▶ **Complete the following**
1. In the profile of Liz Tennican, what year did she start serving as an independent director of Four Corners Property Trust?
2. List every area the profile of Liz Tennican says she oversees as Managing Partner at Carmel Partners.
3. Reproduce the part of the Liz Tennican profile that opens with the words containing "- Attendance: In" and closes with "active oversight .".

▶ **Passage given**
/---
Liz Tennican
About Liz Tennican
Liz Tennican (age 56) has served as an independent director of Four Corners Property Trust (FCPT) since 2020. She is Managing Partner at Carmel Partners, overseeing Investor Relations, Research, ESG, Fund Management, and IT; she is on Carmel’s Executive and Investment Committees and chairs its Management Committee. Tennican holds a BA in Economics and an MBA from Stanford, and FCPT has designated her an “audit committee financial expert,” reflecting deep finance and capital markets expertise and investor relations credentials .
Past Roles
| Organization | Role | Tenure | Committees/Impact |
|---|---|---|---|
| Watershed Asset Management | Managing Director; Head of Investor Relations & Business Development | 2013–2016 | Capital raising and IR leadership for credit-oriented hedge fund |
| Barclays Global Investors / BlackRock (iShares) | Head of Institutional Consultant Relations; Head of U.S. Institutional Sales (iShares) | 2006–2013 | Institutional distribution leadership; iShares U.S. sales lead |
| Robertson Stephens | Investment banking; co-founded capital markets desk | ~7 years (prior to 2006) | Market structure and execution leadership |
External Roles
| Organization | Role | Details |
|---|---|---|
| Carmel Partners | Managing Partner | Head of IR, Research & ESG; oversees Fund Management & IT; Executive Committee; Investment Committee; Chair of Management Committee |
Board Governance
- Independence: FCPT’s Board determined all directors other than the CEO are independent; Tennican is independent .
- Committees: Currently serves on the Nominating & Governance Committee and Investment Committee; will become Investment Committee Chair contingent on re-election at the 2025 Annual Meeting .
- Prior assignment: Served on Audit & Risk Committee Jan–Jun 2024; FCPT designates her as an audit committee financial expert .
- Attendance: In 2024, the Board held 7 meetings; each director attended at least 75% of Board and applicable committee meetings, and all eight directors attended the 2024 Annual Meeting .
- Committee activity cadence: Audit & Risk met 9 times in 2024; Nominating & Governance met 4 times; Investment met 8 times—indicating active oversight .
\---
▶ **Raw data**
/---
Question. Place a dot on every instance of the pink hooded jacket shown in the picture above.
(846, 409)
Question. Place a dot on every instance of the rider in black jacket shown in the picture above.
\---
▶ **Full solutions**
1. 2020

2. Investor Relations, Research, ESG, Fund Management, IT

3.
- Attendance: In 2024, the Board held 7 meetings; each director attended at least 75% of Board and applicable committee meetings, and all eight directors attended the 2024 Annual Meeting .
- Committee activity cadence: Audit & Risk met 9 times in 2024; Nominating & Governance met 4 times; Investment met 8 times—indicating active oversight .